§ **Exercise**: Report every line in the records below that contains the word "with", copying each such line in full.

[Listed entries — start]

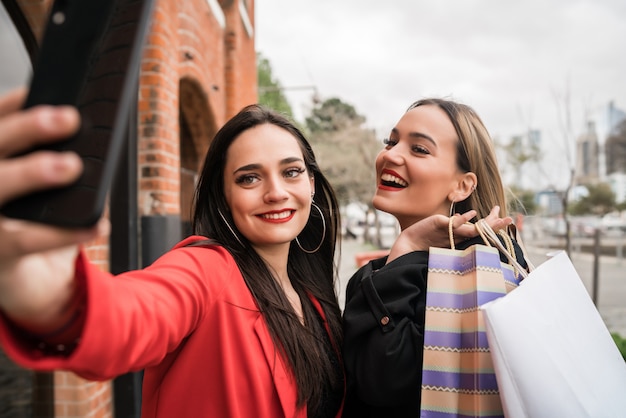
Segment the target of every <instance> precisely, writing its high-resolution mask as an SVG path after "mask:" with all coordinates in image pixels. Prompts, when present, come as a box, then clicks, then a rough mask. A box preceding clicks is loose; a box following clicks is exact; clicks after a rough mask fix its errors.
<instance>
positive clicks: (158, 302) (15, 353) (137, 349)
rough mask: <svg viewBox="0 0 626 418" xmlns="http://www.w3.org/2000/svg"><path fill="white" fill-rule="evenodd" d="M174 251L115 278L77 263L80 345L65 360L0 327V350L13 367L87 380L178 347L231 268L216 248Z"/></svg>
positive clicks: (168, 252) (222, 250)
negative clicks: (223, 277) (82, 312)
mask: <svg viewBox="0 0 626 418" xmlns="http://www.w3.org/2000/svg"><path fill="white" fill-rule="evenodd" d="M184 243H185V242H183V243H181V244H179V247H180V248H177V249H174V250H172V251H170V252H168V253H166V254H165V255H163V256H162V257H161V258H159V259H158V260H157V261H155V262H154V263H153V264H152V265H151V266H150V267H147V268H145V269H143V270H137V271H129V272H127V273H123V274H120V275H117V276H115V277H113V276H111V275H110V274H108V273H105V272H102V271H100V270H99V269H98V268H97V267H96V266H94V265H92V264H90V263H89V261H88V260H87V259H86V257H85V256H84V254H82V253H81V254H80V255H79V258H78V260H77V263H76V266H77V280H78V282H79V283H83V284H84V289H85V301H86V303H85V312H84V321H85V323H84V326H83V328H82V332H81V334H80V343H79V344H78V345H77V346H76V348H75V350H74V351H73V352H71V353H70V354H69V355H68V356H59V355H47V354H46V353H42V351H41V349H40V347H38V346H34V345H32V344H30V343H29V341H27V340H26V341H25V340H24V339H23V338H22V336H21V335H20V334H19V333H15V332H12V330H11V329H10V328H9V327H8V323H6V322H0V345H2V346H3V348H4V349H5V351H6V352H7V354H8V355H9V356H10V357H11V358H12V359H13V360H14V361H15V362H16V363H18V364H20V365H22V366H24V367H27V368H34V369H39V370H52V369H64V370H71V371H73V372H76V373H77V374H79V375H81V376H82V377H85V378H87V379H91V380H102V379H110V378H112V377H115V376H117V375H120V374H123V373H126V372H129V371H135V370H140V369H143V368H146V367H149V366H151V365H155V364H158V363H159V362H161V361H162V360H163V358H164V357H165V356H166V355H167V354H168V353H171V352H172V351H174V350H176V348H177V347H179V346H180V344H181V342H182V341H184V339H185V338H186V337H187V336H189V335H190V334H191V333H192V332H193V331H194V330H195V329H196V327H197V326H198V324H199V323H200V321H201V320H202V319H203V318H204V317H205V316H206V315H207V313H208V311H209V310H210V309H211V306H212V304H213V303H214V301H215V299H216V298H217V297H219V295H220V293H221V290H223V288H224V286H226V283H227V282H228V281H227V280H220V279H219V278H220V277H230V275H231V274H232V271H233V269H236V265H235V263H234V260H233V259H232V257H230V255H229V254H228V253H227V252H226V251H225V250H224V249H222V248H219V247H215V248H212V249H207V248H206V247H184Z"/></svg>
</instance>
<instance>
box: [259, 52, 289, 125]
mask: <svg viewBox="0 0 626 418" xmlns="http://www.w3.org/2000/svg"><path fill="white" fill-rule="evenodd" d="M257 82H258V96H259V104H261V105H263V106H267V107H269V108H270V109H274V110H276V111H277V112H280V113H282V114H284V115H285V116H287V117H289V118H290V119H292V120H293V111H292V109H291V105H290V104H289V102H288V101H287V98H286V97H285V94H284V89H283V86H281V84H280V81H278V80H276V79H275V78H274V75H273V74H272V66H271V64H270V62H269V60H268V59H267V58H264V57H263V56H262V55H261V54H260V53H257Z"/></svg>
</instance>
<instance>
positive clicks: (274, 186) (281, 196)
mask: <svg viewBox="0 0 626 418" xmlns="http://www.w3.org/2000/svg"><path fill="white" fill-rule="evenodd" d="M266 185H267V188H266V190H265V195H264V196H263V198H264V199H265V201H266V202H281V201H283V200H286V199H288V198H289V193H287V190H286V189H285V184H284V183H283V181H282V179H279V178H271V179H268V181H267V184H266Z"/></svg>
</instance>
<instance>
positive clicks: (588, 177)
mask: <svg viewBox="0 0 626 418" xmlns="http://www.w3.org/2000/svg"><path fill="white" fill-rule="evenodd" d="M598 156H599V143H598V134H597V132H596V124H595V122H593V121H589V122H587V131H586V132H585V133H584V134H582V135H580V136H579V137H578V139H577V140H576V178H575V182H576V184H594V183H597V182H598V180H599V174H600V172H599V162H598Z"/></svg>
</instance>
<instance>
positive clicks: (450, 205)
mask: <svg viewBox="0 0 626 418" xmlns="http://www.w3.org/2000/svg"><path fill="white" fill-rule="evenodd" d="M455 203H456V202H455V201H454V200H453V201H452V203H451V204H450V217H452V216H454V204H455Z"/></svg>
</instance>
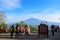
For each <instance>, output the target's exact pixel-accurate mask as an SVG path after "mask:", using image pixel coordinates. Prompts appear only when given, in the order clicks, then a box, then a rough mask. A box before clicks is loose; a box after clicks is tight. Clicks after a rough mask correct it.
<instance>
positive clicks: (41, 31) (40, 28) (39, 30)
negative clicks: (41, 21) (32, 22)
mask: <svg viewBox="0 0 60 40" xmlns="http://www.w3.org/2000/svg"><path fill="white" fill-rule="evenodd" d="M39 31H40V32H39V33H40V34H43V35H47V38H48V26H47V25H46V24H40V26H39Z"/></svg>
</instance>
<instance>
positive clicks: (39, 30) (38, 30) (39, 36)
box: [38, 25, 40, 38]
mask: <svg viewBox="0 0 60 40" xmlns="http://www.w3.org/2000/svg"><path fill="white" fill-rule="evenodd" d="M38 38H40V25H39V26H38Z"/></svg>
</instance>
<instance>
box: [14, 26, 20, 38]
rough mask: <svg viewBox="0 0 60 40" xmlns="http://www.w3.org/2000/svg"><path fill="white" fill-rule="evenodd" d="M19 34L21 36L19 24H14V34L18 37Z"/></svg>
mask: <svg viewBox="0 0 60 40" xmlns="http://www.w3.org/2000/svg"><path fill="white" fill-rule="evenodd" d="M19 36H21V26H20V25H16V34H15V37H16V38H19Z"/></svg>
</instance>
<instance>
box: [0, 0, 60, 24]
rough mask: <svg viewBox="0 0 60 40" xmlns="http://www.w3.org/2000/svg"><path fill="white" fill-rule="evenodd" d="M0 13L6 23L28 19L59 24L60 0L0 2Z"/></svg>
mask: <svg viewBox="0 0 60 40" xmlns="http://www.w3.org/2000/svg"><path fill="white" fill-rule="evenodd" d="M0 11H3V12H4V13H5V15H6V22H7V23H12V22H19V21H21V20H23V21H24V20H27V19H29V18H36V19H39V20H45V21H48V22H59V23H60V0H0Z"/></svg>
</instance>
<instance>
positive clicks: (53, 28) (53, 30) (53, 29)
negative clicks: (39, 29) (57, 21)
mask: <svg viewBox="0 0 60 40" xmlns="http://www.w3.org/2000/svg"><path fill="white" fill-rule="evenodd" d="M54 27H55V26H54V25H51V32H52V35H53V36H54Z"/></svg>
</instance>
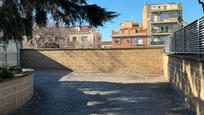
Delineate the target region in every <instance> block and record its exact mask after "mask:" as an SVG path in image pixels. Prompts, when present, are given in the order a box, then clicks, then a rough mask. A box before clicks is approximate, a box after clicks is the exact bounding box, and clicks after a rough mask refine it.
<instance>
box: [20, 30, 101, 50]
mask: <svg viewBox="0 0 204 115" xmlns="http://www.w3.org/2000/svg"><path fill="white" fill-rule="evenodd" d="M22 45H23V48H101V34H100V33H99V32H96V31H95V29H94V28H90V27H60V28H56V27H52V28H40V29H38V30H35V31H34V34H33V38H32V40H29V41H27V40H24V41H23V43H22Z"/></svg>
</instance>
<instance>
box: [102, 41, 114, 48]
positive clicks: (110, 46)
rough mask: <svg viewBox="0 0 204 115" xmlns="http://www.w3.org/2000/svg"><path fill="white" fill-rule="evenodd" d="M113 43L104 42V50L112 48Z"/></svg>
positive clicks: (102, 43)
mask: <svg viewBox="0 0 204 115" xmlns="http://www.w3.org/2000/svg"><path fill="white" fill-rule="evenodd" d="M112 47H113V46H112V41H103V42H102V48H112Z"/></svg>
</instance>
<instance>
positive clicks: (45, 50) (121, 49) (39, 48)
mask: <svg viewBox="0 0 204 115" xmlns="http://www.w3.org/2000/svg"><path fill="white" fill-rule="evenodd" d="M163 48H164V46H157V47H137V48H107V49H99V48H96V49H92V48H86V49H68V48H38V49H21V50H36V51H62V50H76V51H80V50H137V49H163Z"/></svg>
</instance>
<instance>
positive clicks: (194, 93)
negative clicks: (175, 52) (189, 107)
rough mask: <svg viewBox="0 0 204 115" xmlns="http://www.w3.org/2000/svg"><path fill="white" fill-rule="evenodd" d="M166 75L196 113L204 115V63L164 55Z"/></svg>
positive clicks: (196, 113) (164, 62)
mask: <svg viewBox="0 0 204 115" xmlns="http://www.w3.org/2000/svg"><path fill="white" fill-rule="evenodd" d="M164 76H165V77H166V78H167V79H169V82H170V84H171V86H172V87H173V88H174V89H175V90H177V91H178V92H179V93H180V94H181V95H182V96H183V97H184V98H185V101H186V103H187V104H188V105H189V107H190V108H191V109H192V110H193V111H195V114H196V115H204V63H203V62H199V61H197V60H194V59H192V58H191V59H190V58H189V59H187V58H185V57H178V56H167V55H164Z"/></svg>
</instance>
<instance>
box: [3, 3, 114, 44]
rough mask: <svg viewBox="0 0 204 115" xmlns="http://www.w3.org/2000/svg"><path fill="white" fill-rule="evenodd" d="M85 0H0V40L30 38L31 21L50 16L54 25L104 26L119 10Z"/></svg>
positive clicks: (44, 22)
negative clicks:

[Listed entries — finish]
[Listed entries — start]

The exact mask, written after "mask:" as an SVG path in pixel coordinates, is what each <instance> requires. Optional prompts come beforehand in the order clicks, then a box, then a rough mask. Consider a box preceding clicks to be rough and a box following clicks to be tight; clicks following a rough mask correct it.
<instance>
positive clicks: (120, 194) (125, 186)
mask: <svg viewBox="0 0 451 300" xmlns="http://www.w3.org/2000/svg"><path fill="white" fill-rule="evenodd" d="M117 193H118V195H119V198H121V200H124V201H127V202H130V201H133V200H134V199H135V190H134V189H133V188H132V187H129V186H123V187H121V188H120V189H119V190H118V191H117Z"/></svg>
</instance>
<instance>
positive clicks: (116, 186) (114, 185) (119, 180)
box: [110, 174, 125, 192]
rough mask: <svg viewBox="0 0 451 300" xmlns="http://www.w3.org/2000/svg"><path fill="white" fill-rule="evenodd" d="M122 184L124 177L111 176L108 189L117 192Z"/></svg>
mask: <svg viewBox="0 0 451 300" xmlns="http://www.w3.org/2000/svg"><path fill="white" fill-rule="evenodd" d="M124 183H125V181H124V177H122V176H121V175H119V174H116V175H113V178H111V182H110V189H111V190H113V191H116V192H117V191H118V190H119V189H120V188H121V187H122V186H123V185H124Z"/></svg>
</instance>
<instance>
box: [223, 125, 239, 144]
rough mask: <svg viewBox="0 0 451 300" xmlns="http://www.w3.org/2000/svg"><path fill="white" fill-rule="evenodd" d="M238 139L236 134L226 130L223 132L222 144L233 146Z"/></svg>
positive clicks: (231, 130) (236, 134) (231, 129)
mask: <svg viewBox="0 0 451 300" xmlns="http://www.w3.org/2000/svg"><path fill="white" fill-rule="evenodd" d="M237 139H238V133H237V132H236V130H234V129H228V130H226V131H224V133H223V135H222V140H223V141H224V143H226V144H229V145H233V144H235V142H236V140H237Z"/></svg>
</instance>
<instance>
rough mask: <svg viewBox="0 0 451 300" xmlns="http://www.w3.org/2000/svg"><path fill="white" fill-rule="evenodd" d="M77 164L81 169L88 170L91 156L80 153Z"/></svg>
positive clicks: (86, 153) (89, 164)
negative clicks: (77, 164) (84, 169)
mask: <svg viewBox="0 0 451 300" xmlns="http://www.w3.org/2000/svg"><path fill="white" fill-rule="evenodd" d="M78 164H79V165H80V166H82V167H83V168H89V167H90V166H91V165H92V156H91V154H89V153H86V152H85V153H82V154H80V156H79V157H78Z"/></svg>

[Listed entries — finish]
[Listed entries — start]

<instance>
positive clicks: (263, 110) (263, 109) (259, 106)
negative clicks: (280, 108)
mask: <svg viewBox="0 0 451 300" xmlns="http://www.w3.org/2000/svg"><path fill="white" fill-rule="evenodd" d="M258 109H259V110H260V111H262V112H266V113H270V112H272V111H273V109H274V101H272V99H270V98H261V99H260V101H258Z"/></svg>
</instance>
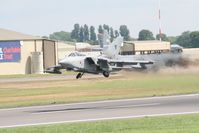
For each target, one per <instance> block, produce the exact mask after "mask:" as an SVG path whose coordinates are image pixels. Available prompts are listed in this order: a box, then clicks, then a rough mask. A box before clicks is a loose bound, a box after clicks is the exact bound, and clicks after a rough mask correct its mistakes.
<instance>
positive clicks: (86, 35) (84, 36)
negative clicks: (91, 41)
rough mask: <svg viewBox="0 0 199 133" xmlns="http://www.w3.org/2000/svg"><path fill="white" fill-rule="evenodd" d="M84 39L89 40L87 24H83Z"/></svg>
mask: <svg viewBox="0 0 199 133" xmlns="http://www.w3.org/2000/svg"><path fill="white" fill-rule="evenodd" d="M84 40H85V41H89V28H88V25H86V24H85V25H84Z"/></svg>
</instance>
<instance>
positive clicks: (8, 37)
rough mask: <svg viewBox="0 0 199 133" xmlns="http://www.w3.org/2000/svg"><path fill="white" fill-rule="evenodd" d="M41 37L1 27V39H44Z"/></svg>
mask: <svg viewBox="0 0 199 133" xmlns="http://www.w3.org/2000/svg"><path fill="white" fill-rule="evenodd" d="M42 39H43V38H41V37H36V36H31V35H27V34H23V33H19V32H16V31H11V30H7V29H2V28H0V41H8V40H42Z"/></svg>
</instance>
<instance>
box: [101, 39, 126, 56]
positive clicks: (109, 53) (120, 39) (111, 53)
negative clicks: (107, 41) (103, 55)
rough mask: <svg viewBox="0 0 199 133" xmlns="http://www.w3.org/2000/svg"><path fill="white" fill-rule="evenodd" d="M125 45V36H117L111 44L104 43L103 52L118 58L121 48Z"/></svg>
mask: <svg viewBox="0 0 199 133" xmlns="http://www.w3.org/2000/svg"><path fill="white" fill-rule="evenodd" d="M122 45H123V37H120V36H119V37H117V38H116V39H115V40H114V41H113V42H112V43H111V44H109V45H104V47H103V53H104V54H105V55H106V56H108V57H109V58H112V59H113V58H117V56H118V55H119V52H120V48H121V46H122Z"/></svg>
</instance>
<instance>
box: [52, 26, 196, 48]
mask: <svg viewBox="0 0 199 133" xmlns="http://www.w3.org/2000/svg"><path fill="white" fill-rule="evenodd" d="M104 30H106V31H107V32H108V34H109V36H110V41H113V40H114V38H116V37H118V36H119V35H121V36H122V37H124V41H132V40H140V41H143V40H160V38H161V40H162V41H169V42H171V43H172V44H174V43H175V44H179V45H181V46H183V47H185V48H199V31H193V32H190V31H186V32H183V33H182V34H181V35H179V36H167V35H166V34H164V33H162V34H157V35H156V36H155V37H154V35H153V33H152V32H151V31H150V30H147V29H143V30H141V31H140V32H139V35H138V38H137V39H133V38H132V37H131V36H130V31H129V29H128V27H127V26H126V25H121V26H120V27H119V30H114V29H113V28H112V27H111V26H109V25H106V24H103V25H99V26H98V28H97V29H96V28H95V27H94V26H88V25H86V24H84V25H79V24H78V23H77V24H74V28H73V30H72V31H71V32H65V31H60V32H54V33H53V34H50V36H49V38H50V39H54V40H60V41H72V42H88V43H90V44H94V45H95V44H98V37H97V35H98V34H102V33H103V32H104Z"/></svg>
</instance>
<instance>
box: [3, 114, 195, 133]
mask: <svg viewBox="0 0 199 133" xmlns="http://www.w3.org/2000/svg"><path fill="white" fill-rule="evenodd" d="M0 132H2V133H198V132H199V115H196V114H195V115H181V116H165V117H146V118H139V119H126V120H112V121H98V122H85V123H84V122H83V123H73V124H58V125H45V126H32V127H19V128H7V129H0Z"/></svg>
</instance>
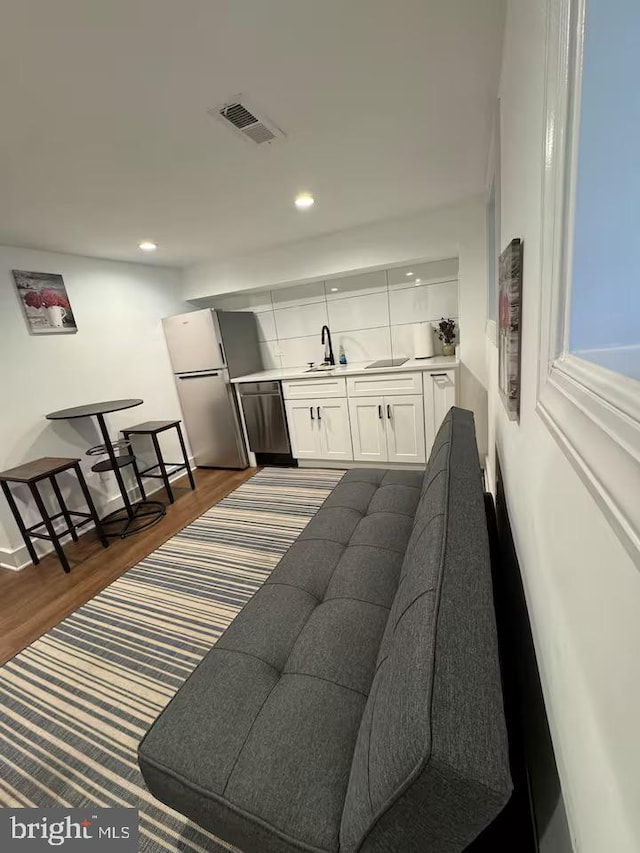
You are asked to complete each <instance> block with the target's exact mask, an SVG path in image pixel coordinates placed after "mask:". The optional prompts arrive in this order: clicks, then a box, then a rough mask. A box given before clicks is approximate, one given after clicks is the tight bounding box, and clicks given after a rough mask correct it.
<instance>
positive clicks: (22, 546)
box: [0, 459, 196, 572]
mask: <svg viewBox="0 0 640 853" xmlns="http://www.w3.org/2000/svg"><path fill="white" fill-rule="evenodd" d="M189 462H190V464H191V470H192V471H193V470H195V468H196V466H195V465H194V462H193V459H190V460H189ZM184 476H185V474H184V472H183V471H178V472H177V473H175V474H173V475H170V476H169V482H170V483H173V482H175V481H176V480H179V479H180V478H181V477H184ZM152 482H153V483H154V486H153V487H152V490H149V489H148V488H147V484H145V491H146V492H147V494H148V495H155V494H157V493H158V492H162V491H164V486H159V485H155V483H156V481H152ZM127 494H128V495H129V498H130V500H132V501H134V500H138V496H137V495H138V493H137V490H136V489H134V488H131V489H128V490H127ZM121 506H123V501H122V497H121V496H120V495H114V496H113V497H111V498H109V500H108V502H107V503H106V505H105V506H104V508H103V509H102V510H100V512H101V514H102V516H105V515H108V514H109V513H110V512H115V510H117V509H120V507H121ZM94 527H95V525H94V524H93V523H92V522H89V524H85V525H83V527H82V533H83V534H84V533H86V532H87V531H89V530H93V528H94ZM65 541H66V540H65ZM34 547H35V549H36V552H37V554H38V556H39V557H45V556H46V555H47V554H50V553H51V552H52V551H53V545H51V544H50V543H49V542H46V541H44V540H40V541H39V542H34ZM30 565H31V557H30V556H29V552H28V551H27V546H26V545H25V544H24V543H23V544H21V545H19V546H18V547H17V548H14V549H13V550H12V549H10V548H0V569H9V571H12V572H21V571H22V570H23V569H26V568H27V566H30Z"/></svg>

[Listed entries — finish]

§ **The answer**:
Segment the target of every <instance> precisely, writing its high-resolution mask as an SVG path after "mask:" with all coordinates in image pixels. Prompts, when present, come as a box, then clicks, then a rough mask. A box preceding clicks is loose; a box following clicks is exact; clicks after a rough mask fix its errors.
You are asked to complete each <instance> block with the target's exact mask, an SVG path in image pixel coordinates placed after "mask:". The optional prompts arrive in this order: clicks, then a box, then a rough mask. A box given before clicks is approximate, one given after clicks is the tight bounding box, and clicks given after a rough mask correct it.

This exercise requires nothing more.